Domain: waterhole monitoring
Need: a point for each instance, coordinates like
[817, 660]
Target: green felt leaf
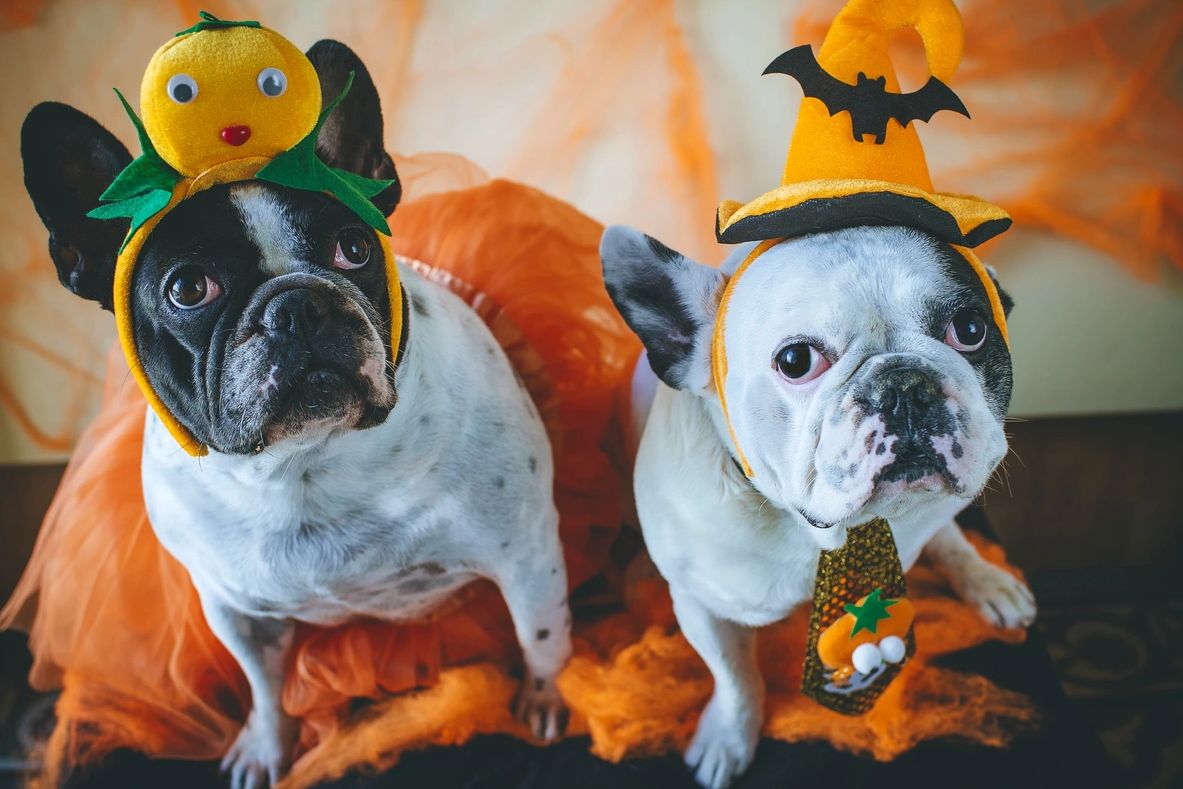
[870, 613]
[301, 168]
[139, 208]
[368, 187]
[146, 172]
[208, 21]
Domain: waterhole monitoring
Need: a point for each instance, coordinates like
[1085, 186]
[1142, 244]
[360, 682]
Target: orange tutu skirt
[115, 622]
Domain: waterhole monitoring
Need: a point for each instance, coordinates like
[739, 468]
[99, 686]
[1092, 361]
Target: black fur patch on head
[991, 361]
[189, 355]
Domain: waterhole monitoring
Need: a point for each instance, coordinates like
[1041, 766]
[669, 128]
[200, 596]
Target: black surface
[1062, 751]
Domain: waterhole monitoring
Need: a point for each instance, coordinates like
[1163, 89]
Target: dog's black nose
[905, 395]
[297, 311]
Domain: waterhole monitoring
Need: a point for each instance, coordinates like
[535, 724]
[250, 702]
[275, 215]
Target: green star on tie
[870, 613]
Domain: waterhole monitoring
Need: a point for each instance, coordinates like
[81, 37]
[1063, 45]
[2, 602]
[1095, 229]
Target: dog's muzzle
[909, 400]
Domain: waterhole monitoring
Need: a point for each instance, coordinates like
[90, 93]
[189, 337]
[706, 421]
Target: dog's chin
[323, 402]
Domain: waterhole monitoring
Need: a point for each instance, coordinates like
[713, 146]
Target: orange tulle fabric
[115, 622]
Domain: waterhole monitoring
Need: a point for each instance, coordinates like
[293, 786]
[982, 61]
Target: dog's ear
[1003, 296]
[667, 299]
[70, 160]
[351, 137]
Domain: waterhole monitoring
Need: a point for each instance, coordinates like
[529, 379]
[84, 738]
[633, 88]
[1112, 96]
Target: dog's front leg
[260, 754]
[1000, 597]
[535, 589]
[729, 729]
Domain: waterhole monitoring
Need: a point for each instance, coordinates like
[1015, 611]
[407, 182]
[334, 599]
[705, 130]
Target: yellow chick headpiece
[225, 102]
[855, 159]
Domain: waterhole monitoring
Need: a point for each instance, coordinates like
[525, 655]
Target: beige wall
[581, 99]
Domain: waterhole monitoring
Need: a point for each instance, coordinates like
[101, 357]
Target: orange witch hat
[855, 157]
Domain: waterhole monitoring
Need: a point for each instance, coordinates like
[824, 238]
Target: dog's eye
[272, 82]
[182, 89]
[801, 362]
[353, 250]
[192, 288]
[967, 331]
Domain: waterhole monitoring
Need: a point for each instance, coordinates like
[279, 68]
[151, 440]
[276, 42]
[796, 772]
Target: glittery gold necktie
[860, 631]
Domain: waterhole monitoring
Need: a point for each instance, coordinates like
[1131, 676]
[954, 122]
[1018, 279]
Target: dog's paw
[723, 745]
[541, 707]
[259, 756]
[1000, 597]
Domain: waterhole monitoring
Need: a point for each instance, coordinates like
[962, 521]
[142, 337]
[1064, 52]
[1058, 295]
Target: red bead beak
[236, 135]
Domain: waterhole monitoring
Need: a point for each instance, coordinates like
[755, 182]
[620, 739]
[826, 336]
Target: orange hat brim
[819, 206]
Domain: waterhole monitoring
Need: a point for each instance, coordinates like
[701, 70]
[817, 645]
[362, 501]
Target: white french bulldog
[871, 383]
[337, 484]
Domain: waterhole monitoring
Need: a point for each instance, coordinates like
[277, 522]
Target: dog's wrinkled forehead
[861, 284]
[280, 228]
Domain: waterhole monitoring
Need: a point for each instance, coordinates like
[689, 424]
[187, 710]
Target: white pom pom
[893, 648]
[866, 658]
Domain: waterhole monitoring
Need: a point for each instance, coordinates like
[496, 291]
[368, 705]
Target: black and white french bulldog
[336, 484]
[872, 382]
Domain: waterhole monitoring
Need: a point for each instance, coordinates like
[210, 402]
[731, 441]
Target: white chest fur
[383, 522]
[710, 531]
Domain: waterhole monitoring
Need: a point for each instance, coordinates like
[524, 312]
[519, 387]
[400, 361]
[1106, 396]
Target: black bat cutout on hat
[868, 102]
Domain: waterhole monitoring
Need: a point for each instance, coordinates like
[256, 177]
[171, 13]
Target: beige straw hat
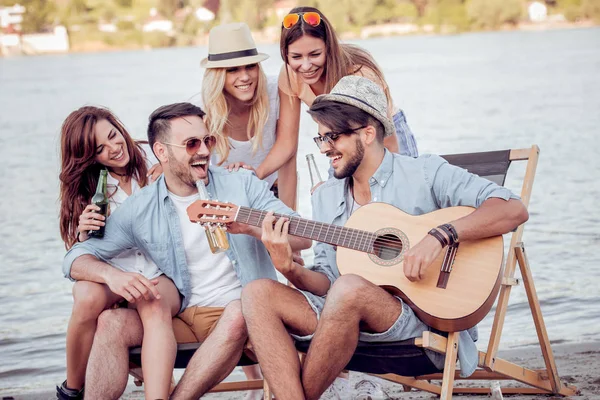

What to work on ▸
Return each record exactly as given, excluding any image.

Result below ▸
Domain: waterhole monitoring
Need: a point for each instance, coordinates like
[817, 660]
Target: green felt leaf
[870, 613]
[301, 168]
[139, 208]
[368, 187]
[146, 172]
[208, 21]
Domain: waterhole monitoring
Need: a point for each instance, coordinates like
[1085, 186]
[1142, 244]
[360, 682]
Target: orange tutu skirt
[115, 622]
Domain: waterhole monitoring
Need: a point for each instance, coordinates like
[739, 468]
[99, 686]
[1092, 361]
Target: black fur patch on head
[991, 361]
[189, 355]
Domain: waterhole monitoring
Need: a point for each instance, coordinates like
[1041, 766]
[669, 128]
[200, 596]
Target: black surface
[1062, 751]
Domain: waterhole monitoring
Need: a point for each instance, coordinates like
[1163, 89]
Target: dog's black nose
[905, 395]
[297, 311]
Domain: waterhole monitoring
Need: a point for each instance, coordinates like
[535, 724]
[250, 702]
[275, 215]
Target: green star on tie
[870, 613]
Domain: waterhole monitoring
Need: a point for each instance, coordinates like
[81, 37]
[1063, 45]
[2, 602]
[1095, 229]
Target: dog's muzzle
[909, 400]
Domain: waterhole monitoring
Need: a point for each instance, coordinates like
[90, 93]
[189, 337]
[706, 421]
Target: dog's chin
[323, 402]
Domain: waterhole monitoring
Need: a point for each instance, coordinates like
[713, 146]
Target: orange tulle fabric
[115, 622]
Domain: waterhole monitoring
Need: a point for each instance, coordinates like
[293, 786]
[982, 61]
Target: dog's ear
[1003, 296]
[667, 299]
[70, 160]
[351, 137]
Domain: waterhole monitoring
Need: a point for each instance, coordinates like
[529, 379]
[84, 738]
[633, 88]
[1112, 96]
Target: dog's front leg
[260, 754]
[1000, 597]
[535, 589]
[729, 729]
Domain: waterhole monitoring
Need: a point for each instance, coordinates like
[1015, 611]
[407, 182]
[334, 599]
[705, 130]
Target: yellow chick headpiece
[225, 102]
[855, 159]
Domain: waterhole monitoring
Need: a point for each instance, coordinates like
[525, 655]
Target: beige wall
[581, 99]
Domain: waterhole monitoring
Need: a point for each instance, coordinates like
[101, 357]
Target: orange witch hat
[855, 157]
Domain: waterhole monitoring
Need: a point for each instance, coordinates like
[824, 238]
Target: dog's eye
[272, 82]
[182, 89]
[801, 362]
[353, 250]
[192, 288]
[967, 331]
Domain: waterhole monitoring
Need: a point for each instance, coordinates like
[279, 68]
[151, 440]
[276, 42]
[796, 772]
Target: glittery gold necktie
[860, 631]
Domain: waterhole monitoring
Need: a point for each instance, coordinates like
[1131, 676]
[954, 122]
[1018, 279]
Target: dog's paw
[723, 745]
[541, 707]
[259, 756]
[1000, 597]
Domain: waterhole monitoring
Need: a point for each instance, coordinates like
[962, 521]
[142, 337]
[1064, 52]
[1058, 295]
Target: red bead beak
[236, 135]
Domain: waterhole monitoring
Need: a point for each instance, coordinates like
[755, 182]
[620, 739]
[826, 336]
Target: orange hat brim
[819, 206]
Domain: waterhole monitoring
Need: a point for each instance, coordinates like
[701, 70]
[817, 645]
[362, 501]
Target: white french bulldog
[871, 383]
[337, 484]
Domain: waterhole monitoring
Need: a point for each instance, coordinates like
[277, 522]
Target: dog's wrinkled forehead
[861, 284]
[280, 228]
Domain: waterhole monitoring
Need: a point for each instance, coordinates like
[689, 424]
[187, 710]
Target: white pom pom
[893, 648]
[866, 658]
Domain: waterhole monitoring
Need: a point for each instance, coordinates like
[496, 291]
[368, 705]
Target: black and white french bulldog
[336, 484]
[872, 382]
Domain: waterhole monitoring
Need: a point for each instance, coordinates like
[210, 402]
[731, 441]
Target: white chest fur
[383, 522]
[710, 531]
Domain: waterhole monitoring
Need: a point for each instance, coordinates like
[524, 312]
[519, 387]
[400, 361]
[1106, 396]
Target: black bat cutout on hat
[868, 102]
Domain: waterhole monitoring
Need: a point for each instance, coordinates like
[256, 177]
[171, 13]
Target: beige straw hat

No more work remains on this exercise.